>> begin Extracted data

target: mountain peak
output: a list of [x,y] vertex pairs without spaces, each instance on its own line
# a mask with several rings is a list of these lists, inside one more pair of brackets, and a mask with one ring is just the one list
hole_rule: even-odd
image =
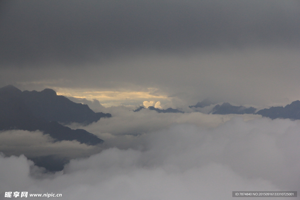
[[20,93],[22,91],[12,85],[8,85],[0,88],[0,92],[3,92]]
[[56,96],[57,95],[56,92],[52,89],[49,88],[46,88],[43,90],[40,91],[42,94],[51,95],[52,96]]

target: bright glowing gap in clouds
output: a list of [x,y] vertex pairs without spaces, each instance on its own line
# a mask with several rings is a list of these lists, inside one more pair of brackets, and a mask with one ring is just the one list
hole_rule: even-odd
[[[165,102],[171,100],[165,94],[159,94],[156,91],[158,89],[148,88],[147,91],[99,91],[90,89],[76,89],[66,88],[53,88],[58,95],[72,97],[77,98],[86,98],[92,100],[97,99],[105,107],[120,105],[135,105],[141,104],[145,101]],[[160,104],[158,107],[161,107]]]

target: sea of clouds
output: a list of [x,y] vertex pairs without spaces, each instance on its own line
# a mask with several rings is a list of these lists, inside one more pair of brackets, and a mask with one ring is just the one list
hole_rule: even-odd
[[233,191],[300,191],[299,120],[125,109],[84,127],[105,140],[104,150],[71,160],[62,171],[45,173],[24,156],[2,155],[1,196],[17,191],[61,193],[60,199],[229,199]]

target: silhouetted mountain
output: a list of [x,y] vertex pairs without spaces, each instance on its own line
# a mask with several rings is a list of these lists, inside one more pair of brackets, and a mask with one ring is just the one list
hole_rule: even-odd
[[103,141],[84,130],[73,130],[56,121],[88,123],[97,121],[103,115],[111,116],[95,113],[86,105],[57,95],[51,89],[22,92],[11,85],[0,88],[0,130],[39,130],[57,140],[76,140],[95,145]]
[[20,98],[34,115],[47,121],[88,124],[101,117],[111,117],[109,113],[95,113],[87,105],[76,103],[63,96],[57,95],[50,89],[40,92],[24,91]]
[[190,106],[190,108],[204,108],[205,106],[210,106],[212,104],[212,103],[208,99],[205,99],[201,102],[198,102],[195,106]]
[[153,106],[149,106],[148,107],[148,108],[149,110],[156,111],[159,113],[160,113],[161,112],[163,112],[163,113],[166,113],[166,112],[174,112],[175,113],[177,112],[181,112],[181,113],[184,113],[184,112],[183,111],[179,110],[178,109],[174,109],[171,108],[169,108],[166,109],[165,110],[164,110],[164,109],[160,109],[159,108],[155,108]]
[[271,119],[289,118],[300,119],[300,101],[297,100],[288,104],[284,108],[282,106],[272,106],[258,111],[256,114],[261,115]]
[[227,115],[227,114],[253,114],[256,110],[253,107],[246,108],[244,106],[235,106],[229,103],[224,103],[221,106],[216,105],[212,109],[213,114]]
[[144,107],[143,107],[142,106],[140,106],[140,108],[138,108],[137,109],[136,109],[134,110],[133,111],[133,112],[138,112],[140,110],[142,109],[143,109],[143,108],[144,108]]
[[[143,108],[145,108],[142,106],[140,106],[140,108],[139,108],[133,111],[133,112],[138,112]],[[161,112],[163,112],[163,113],[166,113],[166,112],[173,112],[175,113],[177,112],[181,112],[181,113],[184,113],[184,112],[183,111],[179,110],[178,109],[174,109],[171,108],[169,108],[167,109],[164,110],[164,109],[160,109],[159,108],[155,108],[153,106],[149,106],[148,107],[148,109],[149,110],[155,110],[159,113],[160,113]]]

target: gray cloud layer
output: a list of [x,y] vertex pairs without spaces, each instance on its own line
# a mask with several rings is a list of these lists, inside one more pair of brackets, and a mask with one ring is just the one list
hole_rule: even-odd
[[2,66],[74,65],[136,50],[299,44],[296,0],[4,1],[1,7]]
[[300,99],[298,1],[0,3],[1,86],[154,88],[174,108]]

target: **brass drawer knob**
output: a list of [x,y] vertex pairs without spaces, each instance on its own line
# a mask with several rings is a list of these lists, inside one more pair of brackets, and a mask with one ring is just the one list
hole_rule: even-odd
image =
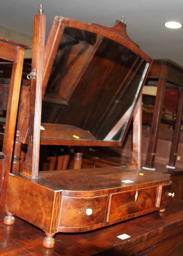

>> end Extracted data

**Aim of the task:** Render the records above as a JSON list of strings, one string per line, with blank lines omitted. Leave the pictures out.

**Problem solution:**
[
  "target: mountain peak",
  "output: a list of [x,y] vertex pairs without spaces, each instance on its own line",
  "# a mask with several rings is a list of these lists, inside one more pair of brackets, and a mask with one ring is just the one list",
  "hole_rule: even-odd",
  "image =",
  "[[20,93],[22,91],[12,85],[8,85],[0,88],[0,92],[3,92]]",
  "[[56,96],[57,95],[56,92],[52,89],[49,88],[46,88],[43,90],[40,91],[42,94],[51,95],[52,96]]",
  "target: bright glowing gap in clouds",
  "output: a list of [x,y] vertex pairs without spaces, each instance on its own line",
  "# a mask with several rings is a list of these lists, inside one more pair of brackets, and a mask with one ring is just the one list",
  "hole_rule: even-odd",
  "[[[165,102],[171,100],[165,94],[159,94],[156,91],[158,89],[148,88],[147,91],[99,91],[90,89],[76,89],[66,88],[53,88],[58,95],[72,97],[77,98],[86,98],[92,100],[97,99],[105,107],[120,105],[135,105],[141,104],[145,101]],[[160,104],[158,107],[161,107]]]",
  "target: sea of clouds",
  "output: a list of [x,y] vertex pairs without spaces, each instance on its own line",
  "# a mask with several rings is a list of these lists, inside one more pair of brackets, and a mask with one ring is just the one list",
  "hole_rule: even-odd",
  "[[233,191],[300,191],[299,120],[125,109],[84,127],[105,140],[104,150],[71,160],[62,171],[45,173],[24,156],[2,155],[1,196],[17,191],[61,193],[60,199],[229,199]]",
  "target: silhouetted mountain",
  "output: a list of [x,y] vertex pairs without spaces, each instance on its own line",
  "# a mask with several rings is a list of these lists, inside one more pair of brackets, and a mask with one ring is just the one list",
  "hole_rule: even-odd",
  "[[103,141],[84,130],[73,130],[56,121],[88,123],[97,121],[103,115],[111,116],[95,113],[86,105],[57,95],[51,89],[22,92],[11,85],[0,88],[0,130],[39,130],[57,140],[76,140],[95,145]]",
  "[[20,98],[34,115],[47,121],[88,124],[101,117],[111,117],[109,113],[95,113],[87,105],[76,103],[63,96],[57,95],[50,89],[40,92],[24,91]]",
  "[[190,106],[190,108],[204,108],[205,106],[210,106],[212,104],[212,103],[208,99],[205,99],[201,102],[198,102],[195,106]]",
  "[[153,106],[149,106],[148,107],[148,108],[149,110],[156,111],[159,113],[160,113],[161,112],[163,112],[163,113],[166,113],[166,112],[174,112],[175,113],[177,112],[181,112],[181,113],[184,113],[184,112],[183,111],[179,110],[178,109],[174,109],[171,108],[169,108],[166,109],[165,110],[164,110],[164,109],[160,109],[159,108],[155,108]]",
  "[[271,119],[289,118],[300,119],[300,101],[297,100],[288,104],[284,108],[282,106],[272,106],[258,111],[256,114],[261,115]]",
  "[[227,115],[227,114],[253,114],[256,110],[253,107],[246,108],[244,106],[235,106],[229,103],[224,103],[221,106],[216,105],[212,109],[213,114]]",
  "[[144,107],[143,107],[142,106],[140,106],[140,108],[138,108],[137,109],[136,109],[134,110],[133,111],[133,112],[138,112],[140,110],[142,109],[143,109],[143,108],[144,108]]",
  "[[[143,108],[145,108],[142,106],[140,106],[140,108],[139,108],[133,111],[133,112],[138,112]],[[161,112],[163,112],[163,113],[166,113],[166,112],[173,112],[175,113],[177,112],[181,112],[181,113],[184,113],[184,112],[183,111],[179,110],[178,109],[174,109],[171,108],[169,108],[167,109],[164,110],[164,109],[160,109],[159,108],[155,108],[153,106],[149,106],[148,107],[148,109],[149,110],[155,110],[159,113],[160,113]]]",
  "target: gray cloud layer",
  "output: a list of [x,y] vertex pairs without spaces, each instance on its own line",
  "# a mask with several rings is a list of these lists, inside one more pair of brackets, and a mask with one ring is just the one list",
  "hole_rule: even-odd",
  "[[2,66],[74,65],[136,50],[299,44],[296,0],[4,1],[1,7]]",
  "[[300,99],[298,1],[0,3],[1,86],[154,88],[174,108]]",
  "target: **brass drawer knob**",
  "output: a list of [x,y] vertex pairs without spaces, each instance on its own line",
  "# a mask with several rings is a list of these lists, inside one more pair of brackets, and a mask with one ring is just the one list",
  "hole_rule: even-odd",
  "image ="
]